═══ Textauszug

Hätten die Mitschüler was merken müssen können? Sicherlich hätte der Ein oder Andere etwas bemerken können. In diesem, Alter passiert aber derartig viel und man hat mit sich selbst schon genug zu tun, sodass ein Erkennen von schwerwiegenden Problem nicht ganz so leicht fällt. Und die Lehrer? Die müssten doch etwas gemerkt haben. Immerhin sind sie den Großteil des Tages mit den Jugendlichen zusammen.
Das sehe ich anders. Die Sensibilität für psychische Erkrankungen ist natürlich in den letzten 10 bis 20 Jahren immer weiter gestiegen, jedoch muss man bedenken, dass psychische Erkrankungen sehr schwer zu erkennen sind und individuell unterschiedlich ausgeprägt sein können. Kommt ein Kind öfter mit großen blauen Flecken an Armen, Beinen und im Gesicht in die Schule, muss man sich als Lehrer schon die Frage stellen, ob da zuhause alles richtig läuft und man nicht lieber mal mit dem Kind, den Eltern und einer zuständigen Behörde für häusliche Gewalt redet. Auch wenn ein Kind sichtbare Spuren des sogenannten Ritzens an Armen und Beinen aufweist, könnte man ein Gespräch einleiten und sich an den Schulpsychologen wenden. Oft aber laufen psychische Erkrankungen vor den Mitmenschen unbemerkt ab. Das Verhalten kann sich ändern, die Stimmung sich verschlechtern oder schwanken. Das sind aber auch alles natürliche Dinge der Pubertät und müssen noch lange keine Alarmglocken klingeln lassen. Eine Familie und Freunde, die einem zuhören, einen nicht verurteilen, ist das wichtigste Präventivmittel und auch eine Stelle, an der eine Gefährdung festgestellt werden kann. Aufmerksame, richtig geschulte(ganz wichtig!)Lehrer sind natürlich auch ein Baustein, der helfen kann, solche Tragödien abzuwenden.

══════
═══ Bereitgestellte Angaben

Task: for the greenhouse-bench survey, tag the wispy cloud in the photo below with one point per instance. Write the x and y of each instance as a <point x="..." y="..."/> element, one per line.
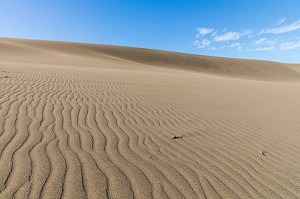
<point x="281" y="21"/>
<point x="229" y="36"/>
<point x="290" y="45"/>
<point x="273" y="39"/>
<point x="204" y="31"/>
<point x="201" y="44"/>
<point x="282" y="29"/>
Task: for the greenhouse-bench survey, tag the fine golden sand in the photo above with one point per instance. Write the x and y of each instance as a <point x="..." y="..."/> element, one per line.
<point x="98" y="121"/>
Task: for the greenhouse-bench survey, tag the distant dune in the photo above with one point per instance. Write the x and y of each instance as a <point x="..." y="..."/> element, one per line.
<point x="98" y="121"/>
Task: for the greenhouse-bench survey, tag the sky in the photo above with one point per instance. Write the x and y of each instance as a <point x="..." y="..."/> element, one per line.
<point x="250" y="29"/>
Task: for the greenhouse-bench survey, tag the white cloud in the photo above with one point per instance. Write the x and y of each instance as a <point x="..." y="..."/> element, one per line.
<point x="281" y="21"/>
<point x="265" y="49"/>
<point x="282" y="29"/>
<point x="233" y="45"/>
<point x="290" y="45"/>
<point x="259" y="49"/>
<point x="203" y="31"/>
<point x="260" y="41"/>
<point x="228" y="36"/>
<point x="202" y="44"/>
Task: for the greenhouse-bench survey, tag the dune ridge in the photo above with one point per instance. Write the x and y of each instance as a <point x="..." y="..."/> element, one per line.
<point x="96" y="121"/>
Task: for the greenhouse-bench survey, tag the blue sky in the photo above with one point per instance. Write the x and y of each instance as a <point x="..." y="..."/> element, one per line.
<point x="254" y="29"/>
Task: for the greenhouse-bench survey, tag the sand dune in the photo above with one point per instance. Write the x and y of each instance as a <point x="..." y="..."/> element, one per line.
<point x="98" y="121"/>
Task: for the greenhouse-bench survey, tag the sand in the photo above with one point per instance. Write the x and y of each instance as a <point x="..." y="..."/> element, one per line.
<point x="98" y="121"/>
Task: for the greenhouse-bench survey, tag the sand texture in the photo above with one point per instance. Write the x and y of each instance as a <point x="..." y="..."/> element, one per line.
<point x="99" y="121"/>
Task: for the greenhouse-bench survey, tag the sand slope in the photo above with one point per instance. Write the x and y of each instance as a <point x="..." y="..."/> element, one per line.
<point x="96" y="121"/>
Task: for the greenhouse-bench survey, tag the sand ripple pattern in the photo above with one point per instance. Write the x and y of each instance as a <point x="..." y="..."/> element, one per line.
<point x="68" y="132"/>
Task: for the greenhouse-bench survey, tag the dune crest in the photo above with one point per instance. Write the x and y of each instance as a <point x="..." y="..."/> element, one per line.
<point x="97" y="121"/>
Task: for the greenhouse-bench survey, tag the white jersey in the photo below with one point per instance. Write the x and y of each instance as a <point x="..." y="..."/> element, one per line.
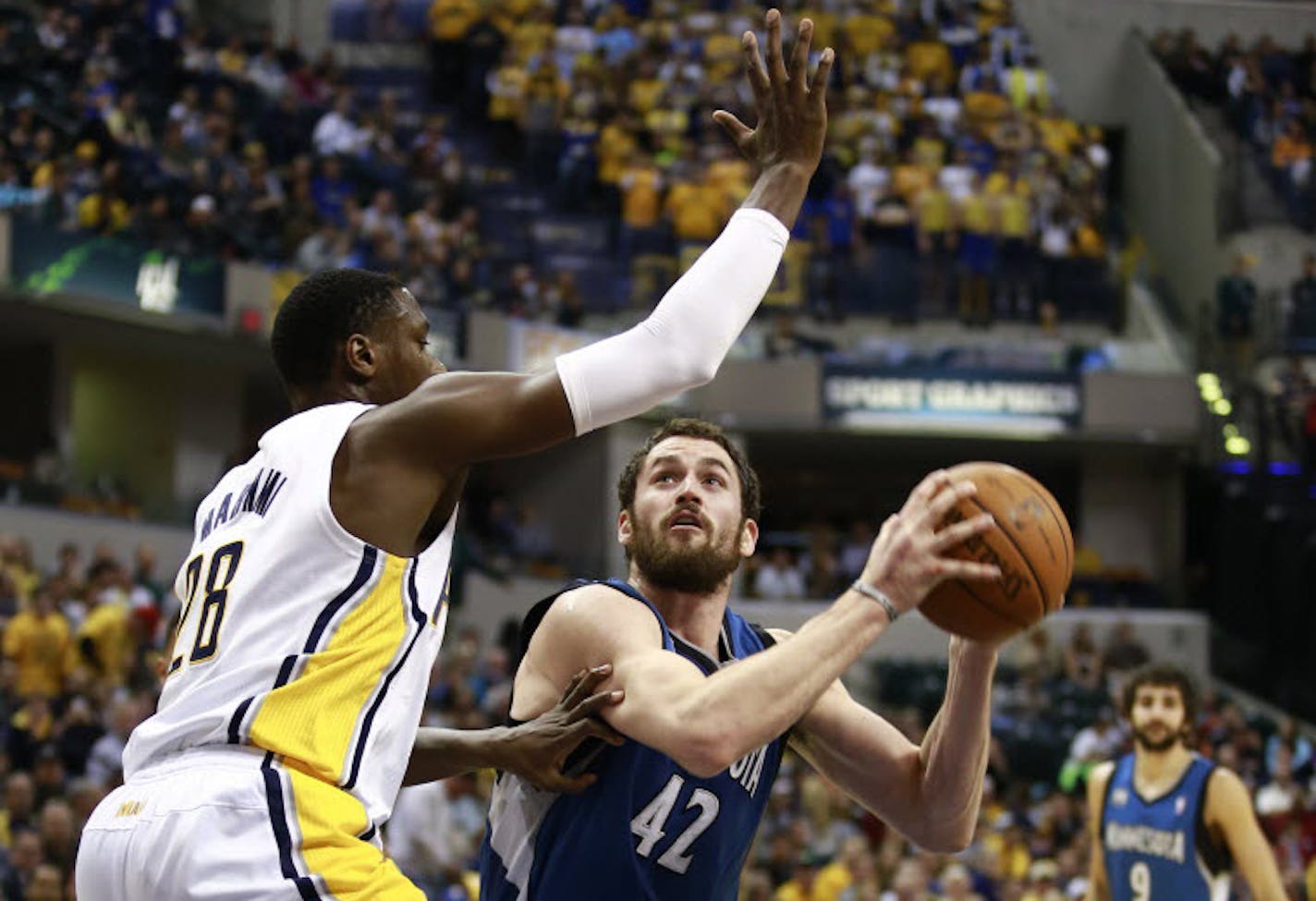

══════

§ **Anforderung A**
Bearbeite im Text über psychische Erkrankungen bei Jugendlichen den Abschnitt von „Hätten die Mitschüler" bis „den Jugendlichen zusammen." und setze dort „Klassenkameraden" anstelle von „Mitschüler" ein.
§ **Anforderung B**
Führe den Text über psychische Erkrankungen bei Jugendlichen ab seinem letzten Satz weiter.

§ **Lösung A**
Hätten die Klassenkameraden was merken müssen können? Sicherlich hätte der Ein oder Andere etwas bemerken können. In diesem, Alter passiert aber derartig viel und man hat mit sich selbst schon genug zu tun, sodass ein Erkennen von schwerwiegenden Problem nicht ganz so leicht fällt. Und die Lehrer? Die müssten doch etwas gemerkt haben. Immerhin sind sie den Großteil des Tages mit den Jugendlichen zusammen.

§ **Lösung B**
Fazit
Eine Serie wie 13 Reasons Why wäre vor 10 Jahren noch undenkbar gewesen. Kein Fernsehsender hätte so etwas produziert. HBO AMC und Netflix mit ihren zahlenden Kunden müssen keine Rücksicht auf Werbekunden und Einschaltquoten legen und haben uns damit eine vielfältige Serienlandschaft, abseits der nächsten und nächsten und nächsten Arzt- oder Crimeserie geboten. Hier können sich Autoren mit ungewöhnlichen Themen austoben und ihre Geschichten erzählen. Das ganze hochwertig produziert.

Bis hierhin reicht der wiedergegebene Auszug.